**Aim**: Please arrange the data below as a Markdown table with columns "Row" and "Line". Number each nonblank line and leave blank lines out.

**Input data**:
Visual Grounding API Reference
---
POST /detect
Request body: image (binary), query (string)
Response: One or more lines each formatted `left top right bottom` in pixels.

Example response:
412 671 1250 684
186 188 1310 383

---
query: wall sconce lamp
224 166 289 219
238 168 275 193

**Exercise answer**:
| Row | Line |
|---|---|
| 1 | Visual Grounding API Reference |
| 2 | --- |
| 3 | POST /detect |
| 4 | Request body: image (binary), query (string) |
| 5 | Response: One or more lines each formatted `left top right bottom` in pixels. |
| 6 | Example response: |
| 7 | 412 671 1250 684 |
| 8 | 186 188 1310 383 |
| 9 | --- |
| 10 | query: wall sconce lamp |
| 11 | 224 166 289 219 |
| 12 | 238 168 275 193 |